### [Work to be completed]
The answer should reproduce the listing below character for character.

### [Data extract]
*** Begin section ***

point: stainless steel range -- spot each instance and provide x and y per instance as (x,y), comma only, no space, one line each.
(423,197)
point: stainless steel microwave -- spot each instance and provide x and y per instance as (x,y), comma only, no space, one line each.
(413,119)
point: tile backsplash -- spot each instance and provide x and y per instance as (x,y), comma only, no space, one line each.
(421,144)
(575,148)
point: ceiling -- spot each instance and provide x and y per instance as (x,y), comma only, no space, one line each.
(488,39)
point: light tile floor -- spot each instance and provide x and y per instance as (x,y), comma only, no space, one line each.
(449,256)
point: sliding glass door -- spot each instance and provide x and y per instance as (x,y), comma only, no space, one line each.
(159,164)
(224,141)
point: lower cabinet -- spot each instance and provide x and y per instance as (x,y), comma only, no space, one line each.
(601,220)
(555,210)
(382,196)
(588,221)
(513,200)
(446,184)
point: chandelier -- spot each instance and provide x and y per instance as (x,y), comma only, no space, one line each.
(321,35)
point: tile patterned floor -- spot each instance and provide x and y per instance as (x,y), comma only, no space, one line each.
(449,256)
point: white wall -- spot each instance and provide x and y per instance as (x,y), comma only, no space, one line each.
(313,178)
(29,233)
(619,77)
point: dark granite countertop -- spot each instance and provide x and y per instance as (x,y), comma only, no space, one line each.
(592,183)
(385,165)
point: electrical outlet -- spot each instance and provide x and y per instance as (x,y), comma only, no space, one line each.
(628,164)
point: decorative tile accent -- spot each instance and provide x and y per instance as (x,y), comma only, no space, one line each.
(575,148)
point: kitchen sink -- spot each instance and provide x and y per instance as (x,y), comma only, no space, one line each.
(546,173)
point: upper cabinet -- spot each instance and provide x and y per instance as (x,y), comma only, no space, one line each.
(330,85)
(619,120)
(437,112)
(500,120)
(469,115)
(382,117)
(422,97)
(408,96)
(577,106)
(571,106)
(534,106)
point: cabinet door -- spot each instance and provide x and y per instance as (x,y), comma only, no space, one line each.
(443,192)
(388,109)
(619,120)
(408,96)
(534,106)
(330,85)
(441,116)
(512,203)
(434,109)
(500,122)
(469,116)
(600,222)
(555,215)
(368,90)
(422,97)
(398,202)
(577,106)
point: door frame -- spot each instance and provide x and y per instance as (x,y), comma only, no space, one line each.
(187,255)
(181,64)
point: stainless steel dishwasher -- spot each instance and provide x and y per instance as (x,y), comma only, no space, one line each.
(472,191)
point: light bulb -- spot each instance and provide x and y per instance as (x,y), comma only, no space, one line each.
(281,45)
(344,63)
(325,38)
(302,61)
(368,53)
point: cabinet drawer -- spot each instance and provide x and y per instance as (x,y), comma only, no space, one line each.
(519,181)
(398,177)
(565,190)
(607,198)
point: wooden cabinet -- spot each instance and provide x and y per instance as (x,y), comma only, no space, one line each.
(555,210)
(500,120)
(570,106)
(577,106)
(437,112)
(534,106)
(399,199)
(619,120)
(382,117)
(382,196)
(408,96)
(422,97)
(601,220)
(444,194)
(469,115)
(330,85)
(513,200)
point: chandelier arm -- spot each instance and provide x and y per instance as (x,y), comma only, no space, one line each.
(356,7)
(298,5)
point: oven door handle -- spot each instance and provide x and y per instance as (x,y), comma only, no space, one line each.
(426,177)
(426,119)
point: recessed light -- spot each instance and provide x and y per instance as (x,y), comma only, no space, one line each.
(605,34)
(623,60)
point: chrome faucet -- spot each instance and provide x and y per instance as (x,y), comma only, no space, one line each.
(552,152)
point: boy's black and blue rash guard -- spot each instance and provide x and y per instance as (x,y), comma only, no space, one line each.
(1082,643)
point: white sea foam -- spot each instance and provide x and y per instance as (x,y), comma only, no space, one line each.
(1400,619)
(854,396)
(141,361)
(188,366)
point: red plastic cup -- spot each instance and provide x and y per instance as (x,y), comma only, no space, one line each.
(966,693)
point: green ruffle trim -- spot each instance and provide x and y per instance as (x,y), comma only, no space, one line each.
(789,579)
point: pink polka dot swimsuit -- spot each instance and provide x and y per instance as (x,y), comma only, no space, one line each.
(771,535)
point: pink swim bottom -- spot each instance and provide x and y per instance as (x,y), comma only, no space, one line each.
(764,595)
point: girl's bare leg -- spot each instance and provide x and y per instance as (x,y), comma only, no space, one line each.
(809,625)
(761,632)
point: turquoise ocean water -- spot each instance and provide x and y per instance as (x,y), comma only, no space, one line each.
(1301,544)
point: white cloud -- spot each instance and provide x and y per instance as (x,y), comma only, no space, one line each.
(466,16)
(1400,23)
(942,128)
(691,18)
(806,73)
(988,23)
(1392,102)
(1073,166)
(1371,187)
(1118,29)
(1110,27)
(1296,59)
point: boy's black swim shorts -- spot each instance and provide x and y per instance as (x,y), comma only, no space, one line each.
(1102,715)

*** End section ***

### [Task output]
point: stainless steel range -- spot each instance and provide x and y per instance as (x,y), comma only, no space, one line each.
(423,197)
point: stainless steel microwave -- spot each instance and provide x and y per instance as (x,y), comma only, no space, one line each.
(413,119)
point: tile backsplash -- spot each instance and provide x and y per instance as (x,y), comma only, no space, one line each.
(421,144)
(575,148)
point: ceiling -- spot each instance and provide x and y per instance as (x,y), comma only, no space, one line each.
(488,39)
point: light tile floor -- spot each instance and provide x and y per instance as (x,y), comma only, no space, one line each.
(449,256)
point: sliding glass door -- spot each instance and provide x and y per instance as (x,y), comma only, no space, one line each.
(159,164)
(224,141)
point: lower cabinet -- spot each instance and provide x and y per instance as (x,y), comma only, no space, one line each.
(601,220)
(555,210)
(382,196)
(588,221)
(513,200)
(446,184)
point: chandelier -- spot each instance and provide x and y per instance as (x,y), comma only, no space, one line each.
(321,35)
point: tile patterned floor -- spot each instance and provide x and y per instance as (x,y), comma only, no space, one line each.
(449,256)
point: white wall -- spot each instance and provide x and y per instance as (x,y), comma only, no space, one line each.
(313,178)
(29,233)
(619,77)
point: dark granite countertop -- spot each instance and provide x and y per instance as (x,y), comma only, no space, one line each.
(592,183)
(385,165)
point: electrical outlet -- spot each instance and provide x and y per instance as (x,y), comma only, no space, one line each.
(628,164)
point: decorative tile accent -- spot each instance and provide x and y per instance as (x,y), comma only, no space, one line each.
(575,148)
point: kitchen sink -- spot each instance and provide x and y per instance as (x,y), comma only, no space, one line each.
(546,173)
point: upper cabinet -- spot each instance and provide x and y per instance as (x,y), comma only, no space, one line each.
(330,85)
(619,120)
(437,112)
(500,120)
(469,115)
(382,117)
(422,97)
(408,96)
(577,106)
(571,106)
(534,106)
point: cabinet door -- spot each instance and provide x and y per instance as (x,y), comma only, no space, one line each.
(443,192)
(388,109)
(619,120)
(408,96)
(534,106)
(330,85)
(441,116)
(512,203)
(434,109)
(500,122)
(469,116)
(600,222)
(555,215)
(368,90)
(422,97)
(398,202)
(577,106)
point: door frame -- spot each instance and provide x and y per instance as (x,y), comma only, no space, one line each.
(187,255)
(181,64)
point: stainless steel dishwasher -- spot each instance and provide x and y per instance as (x,y), comma only, no space, one line each.
(472,191)
point: light bulb -- spot each instance and provide x and y per instance as (x,y), comma only, no space, one line each.
(281,45)
(344,63)
(325,38)
(302,61)
(368,53)
point: cabinet drawer -- spot each instance and provide x and y per instance as (x,y), comma only, no space, one line each.
(519,181)
(398,177)
(565,190)
(607,198)
point: wooden cabinet -- spot each instance and provide x and y per instance as (x,y), comma only, no space, one line each.
(555,210)
(500,120)
(570,106)
(577,106)
(437,112)
(534,106)
(399,199)
(619,120)
(382,117)
(382,196)
(408,96)
(422,97)
(601,220)
(444,194)
(469,115)
(330,85)
(513,200)
point: chandelier arm -- spot each instance and provide x and y per instance as (x,y), comma only, no space, one line each.
(356,7)
(298,5)
point: oven door handle -- spot each instance and provide x and y per instance as (x,y), comma only, no space, one line each.
(426,177)
(426,119)
point: recessed light -- spot each instance and provide x and y per instance as (x,y), comma only, no space, one line each.
(605,34)
(623,60)
point: chrome faucet -- spot each instance and provide x and y per instance as (x,y), comma only, no space, one line each.
(552,152)
point: boy's black and blue rash guard -- spot each instance and provide x and y per instance as (x,y), comma only, no space, one line each.
(1082,643)
point: white sea foam -- spot each instance and provide x and y per instance as (x,y), comma only, no space, one line each.
(1400,619)
(854,396)
(141,361)
(188,366)
point: red plastic cup -- spot each instance and provide x and y per instance as (x,y), comma only, no space, one line each.
(966,693)
point: green ruffle trim -- spot each instance and provide x and y per instance as (x,y), comma only, no space, one line each.
(789,579)
point: pink polka dot swimsuit -- spot each instance and provide x and y per instance as (x,y), comma only, no space, one line each.
(771,535)
point: pink swim bottom -- spot each instance and provide x and y per instance as (x,y), comma only, no space, one line each.
(764,595)
point: girl's bare leg -- spot each instance and provide x and y per instance as (x,y), comma only, no space, one line each.
(809,625)
(761,632)
point: turquoise ocean water -- spot each instance and provide x and y per instance as (x,y), comma only, no space, one line each.
(1301,544)
point: white cloud -- spot each instance and provide x and y per instance as (x,y), comma only, no space, one line each.
(466,16)
(1400,23)
(942,128)
(691,18)
(806,73)
(988,23)
(1392,102)
(1073,166)
(1371,187)
(1118,29)
(1110,27)
(1296,59)
point: boy's black swim shorts -- spot each instance and provide x and y per instance as (x,y), comma only, no space, one line each.
(1102,715)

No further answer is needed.